# Jim Moodie RV Importer



## 96101

hello, 
Has anybody used Jim Moodie to import there RV, I spoke to him today & he seems very genuine & his prices are very reasonable.


----------



## zaskar

stuart32 said:


> hello,
> Has anybody used Jim Moodie to import there RV, I spoke to him today & he seems very genuine & his prices are very reasonable.


Who!!!  ?


----------



## 101411

Never heard of him. We used Burnarr at RV Export and he did a good job for us. www.rvexports.com

Thanks

Dazzer


----------



## MicknPat

I don't think the problem is in the exporting but in the registration in the UK which I don't see rvexports getting involved in.

Stuart32,

I have tried Jim Moodie in Google with out result can you help with a web site please?


----------



## 96101

He dosen't have a website.

▶ _Tasks for this exercise_:
• 1. Give every distinct name that heads a post in the RV importer thread.
• 2. In the RV importer thread, who does the poster 101411 say they used?
• 3. From the RV importer thread, extract the passage starting with "I don't think" and going on through "web site please?".
The listing comes from a separate source, not from the RV importer thread.

▶ _Material provided_:

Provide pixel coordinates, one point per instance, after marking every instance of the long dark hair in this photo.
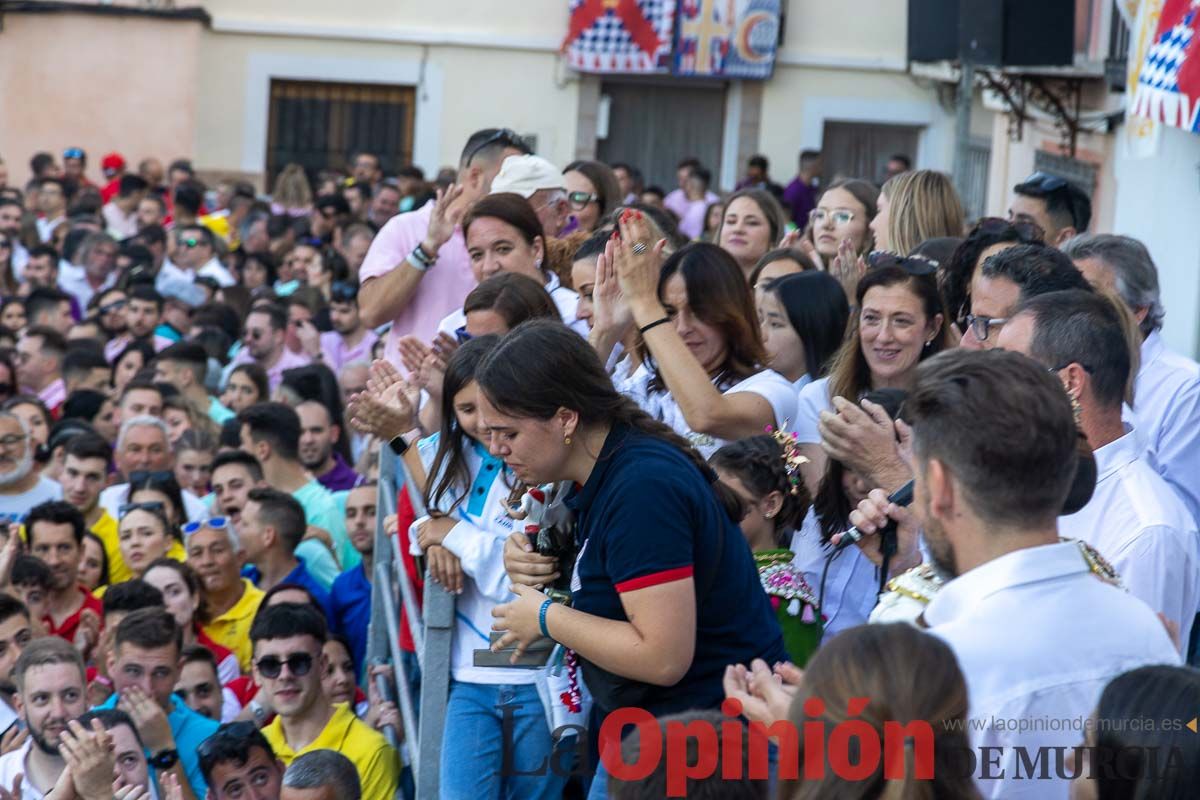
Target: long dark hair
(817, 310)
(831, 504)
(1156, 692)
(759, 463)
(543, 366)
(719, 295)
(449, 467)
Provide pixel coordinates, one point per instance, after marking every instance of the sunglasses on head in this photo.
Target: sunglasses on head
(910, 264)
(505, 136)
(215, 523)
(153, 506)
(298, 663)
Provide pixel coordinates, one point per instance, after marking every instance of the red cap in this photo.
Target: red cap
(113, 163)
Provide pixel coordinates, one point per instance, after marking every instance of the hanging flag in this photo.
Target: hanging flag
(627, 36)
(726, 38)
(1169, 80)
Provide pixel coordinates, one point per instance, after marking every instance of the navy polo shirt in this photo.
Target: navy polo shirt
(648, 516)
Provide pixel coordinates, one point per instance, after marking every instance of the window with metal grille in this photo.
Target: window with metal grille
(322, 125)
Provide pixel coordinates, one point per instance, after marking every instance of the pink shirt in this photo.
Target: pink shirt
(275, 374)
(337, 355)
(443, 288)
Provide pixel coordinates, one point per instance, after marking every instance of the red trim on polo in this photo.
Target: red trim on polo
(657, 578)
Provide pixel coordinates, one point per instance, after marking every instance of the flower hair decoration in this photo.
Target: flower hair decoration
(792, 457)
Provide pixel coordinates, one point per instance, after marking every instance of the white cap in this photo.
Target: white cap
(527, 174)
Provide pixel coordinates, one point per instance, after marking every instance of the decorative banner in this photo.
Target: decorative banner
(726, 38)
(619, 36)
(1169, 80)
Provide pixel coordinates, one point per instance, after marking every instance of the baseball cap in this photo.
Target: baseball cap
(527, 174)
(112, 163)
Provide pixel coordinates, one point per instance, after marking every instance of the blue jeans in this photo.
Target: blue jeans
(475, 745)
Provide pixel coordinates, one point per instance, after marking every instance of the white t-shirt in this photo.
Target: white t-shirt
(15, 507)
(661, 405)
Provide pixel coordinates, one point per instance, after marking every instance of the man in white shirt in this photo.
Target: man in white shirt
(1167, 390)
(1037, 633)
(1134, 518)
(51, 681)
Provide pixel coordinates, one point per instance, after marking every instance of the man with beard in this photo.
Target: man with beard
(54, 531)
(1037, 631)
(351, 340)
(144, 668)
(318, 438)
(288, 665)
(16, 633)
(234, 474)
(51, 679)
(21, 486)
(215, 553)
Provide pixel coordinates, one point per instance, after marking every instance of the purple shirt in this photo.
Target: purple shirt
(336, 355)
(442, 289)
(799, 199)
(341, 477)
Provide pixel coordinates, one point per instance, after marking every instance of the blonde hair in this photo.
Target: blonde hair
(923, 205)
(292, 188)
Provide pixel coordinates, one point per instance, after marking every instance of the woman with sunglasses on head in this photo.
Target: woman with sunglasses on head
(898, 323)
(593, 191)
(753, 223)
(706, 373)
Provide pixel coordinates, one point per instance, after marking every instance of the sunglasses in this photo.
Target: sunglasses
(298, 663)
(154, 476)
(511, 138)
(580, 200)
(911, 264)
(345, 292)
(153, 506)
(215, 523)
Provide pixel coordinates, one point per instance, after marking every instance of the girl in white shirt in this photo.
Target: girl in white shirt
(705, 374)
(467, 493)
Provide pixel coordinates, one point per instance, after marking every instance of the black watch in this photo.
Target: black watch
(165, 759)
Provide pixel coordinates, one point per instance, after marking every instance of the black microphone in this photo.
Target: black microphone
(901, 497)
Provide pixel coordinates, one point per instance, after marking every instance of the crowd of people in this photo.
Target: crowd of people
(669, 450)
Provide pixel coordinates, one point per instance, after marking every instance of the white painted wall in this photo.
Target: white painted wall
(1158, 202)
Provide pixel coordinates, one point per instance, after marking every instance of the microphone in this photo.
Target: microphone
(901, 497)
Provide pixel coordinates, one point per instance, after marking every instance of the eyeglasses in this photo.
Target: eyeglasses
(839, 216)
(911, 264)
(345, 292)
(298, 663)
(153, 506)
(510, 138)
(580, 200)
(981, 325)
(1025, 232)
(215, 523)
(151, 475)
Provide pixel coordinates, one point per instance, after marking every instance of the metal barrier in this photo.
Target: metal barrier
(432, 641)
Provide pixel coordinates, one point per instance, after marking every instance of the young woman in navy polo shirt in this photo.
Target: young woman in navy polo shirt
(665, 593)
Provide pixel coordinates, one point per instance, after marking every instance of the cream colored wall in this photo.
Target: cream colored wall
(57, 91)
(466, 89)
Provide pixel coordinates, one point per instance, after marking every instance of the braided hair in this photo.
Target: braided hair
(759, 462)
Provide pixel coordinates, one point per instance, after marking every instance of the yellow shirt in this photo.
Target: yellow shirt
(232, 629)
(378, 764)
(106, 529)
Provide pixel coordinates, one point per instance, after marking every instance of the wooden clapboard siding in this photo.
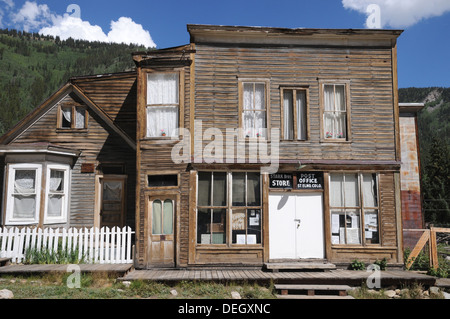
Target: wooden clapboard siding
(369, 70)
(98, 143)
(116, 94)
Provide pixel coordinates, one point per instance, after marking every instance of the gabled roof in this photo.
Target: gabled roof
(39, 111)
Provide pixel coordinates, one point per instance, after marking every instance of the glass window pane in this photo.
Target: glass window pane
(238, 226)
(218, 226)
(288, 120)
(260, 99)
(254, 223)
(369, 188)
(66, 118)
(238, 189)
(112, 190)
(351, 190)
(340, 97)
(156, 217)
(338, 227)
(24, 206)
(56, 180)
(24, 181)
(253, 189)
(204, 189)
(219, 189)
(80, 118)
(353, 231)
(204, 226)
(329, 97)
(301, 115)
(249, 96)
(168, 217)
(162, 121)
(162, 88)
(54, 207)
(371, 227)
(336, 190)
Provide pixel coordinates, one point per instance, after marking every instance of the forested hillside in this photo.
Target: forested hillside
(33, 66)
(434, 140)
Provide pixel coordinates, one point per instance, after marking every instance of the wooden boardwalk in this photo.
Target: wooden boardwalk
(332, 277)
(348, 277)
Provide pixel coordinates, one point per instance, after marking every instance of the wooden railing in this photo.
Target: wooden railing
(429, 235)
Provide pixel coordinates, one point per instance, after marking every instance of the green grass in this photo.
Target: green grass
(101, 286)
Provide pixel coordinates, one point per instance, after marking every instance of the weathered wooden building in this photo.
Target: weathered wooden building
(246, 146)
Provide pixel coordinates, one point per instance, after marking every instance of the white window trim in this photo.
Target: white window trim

▶ _Final answers_:
• 1. 96101, zaskar, 101411, MicknPat

• 2. Burnarr at RV Export (www.rvexports.com).

• 3.
I don't think the problem is in the exporting but in the registration in the UK which I don't see rvexports getting involved in.

Stuart32,

I have tried Jim Moodie in Google with out result can you help with a web site please?